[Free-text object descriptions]

━━━━━━━━━━

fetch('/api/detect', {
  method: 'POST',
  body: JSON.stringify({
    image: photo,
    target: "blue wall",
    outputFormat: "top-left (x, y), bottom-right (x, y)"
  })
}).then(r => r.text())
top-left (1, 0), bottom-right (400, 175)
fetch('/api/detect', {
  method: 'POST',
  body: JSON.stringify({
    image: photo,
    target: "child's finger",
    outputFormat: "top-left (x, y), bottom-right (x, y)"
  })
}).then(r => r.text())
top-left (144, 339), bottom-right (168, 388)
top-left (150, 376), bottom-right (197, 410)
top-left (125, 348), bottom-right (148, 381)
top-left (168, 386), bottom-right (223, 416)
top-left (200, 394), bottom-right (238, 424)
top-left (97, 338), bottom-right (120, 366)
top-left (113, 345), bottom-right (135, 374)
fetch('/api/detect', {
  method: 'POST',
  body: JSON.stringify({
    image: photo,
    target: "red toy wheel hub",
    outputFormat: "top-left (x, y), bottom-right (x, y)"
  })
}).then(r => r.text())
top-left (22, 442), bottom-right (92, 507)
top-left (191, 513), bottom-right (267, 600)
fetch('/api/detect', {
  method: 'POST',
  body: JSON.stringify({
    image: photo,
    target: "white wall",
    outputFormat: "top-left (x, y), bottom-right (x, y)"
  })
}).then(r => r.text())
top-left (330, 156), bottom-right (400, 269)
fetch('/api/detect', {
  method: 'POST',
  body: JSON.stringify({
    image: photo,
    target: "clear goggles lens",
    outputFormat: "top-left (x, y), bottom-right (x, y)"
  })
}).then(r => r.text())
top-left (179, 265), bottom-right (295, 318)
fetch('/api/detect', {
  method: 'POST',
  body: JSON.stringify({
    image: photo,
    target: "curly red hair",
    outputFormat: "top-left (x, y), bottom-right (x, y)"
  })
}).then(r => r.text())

━━━━━━━━━━

Exercise directions: Please quote the data above in full, with no line missing.

Solution to this problem:
fetch('/api/detect', {
  method: 'POST',
  body: JSON.stringify({
    image: photo,
    target: "blue wall",
    outputFormat: "top-left (x, y), bottom-right (x, y)"
  })
}).then(r => r.text())
top-left (1, 0), bottom-right (400, 175)
fetch('/api/detect', {
  method: 'POST',
  body: JSON.stringify({
    image: photo,
    target: "child's finger",
    outputFormat: "top-left (x, y), bottom-right (x, y)"
  })
}).then(r => r.text())
top-left (144, 339), bottom-right (168, 388)
top-left (150, 376), bottom-right (197, 410)
top-left (125, 348), bottom-right (148, 381)
top-left (168, 386), bottom-right (223, 416)
top-left (200, 394), bottom-right (238, 424)
top-left (97, 338), bottom-right (120, 366)
top-left (113, 345), bottom-right (135, 374)
fetch('/api/detect', {
  method: 'POST',
  body: JSON.stringify({
    image: photo,
    target: "red toy wheel hub",
    outputFormat: "top-left (x, y), bottom-right (x, y)"
  })
}).then(r => r.text())
top-left (22, 442), bottom-right (92, 507)
top-left (191, 513), bottom-right (267, 600)
fetch('/api/detect', {
  method: 'POST',
  body: JSON.stringify({
    image: photo,
    target: "white wall",
    outputFormat: "top-left (x, y), bottom-right (x, y)"
  })
}).then(r => r.text())
top-left (330, 156), bottom-right (400, 269)
fetch('/api/detect', {
  method: 'POST',
  body: JSON.stringify({
    image: photo,
    target: "clear goggles lens",
    outputFormat: "top-left (x, y), bottom-right (x, y)"
  })
}).then(r => r.text())
top-left (179, 265), bottom-right (295, 318)
fetch('/api/detect', {
  method: 'POST',
  body: JSON.stringify({
    image: photo,
    target: "curly red hair",
    outputFormat: "top-left (x, y), bottom-right (x, y)"
  })
}).then(r => r.text())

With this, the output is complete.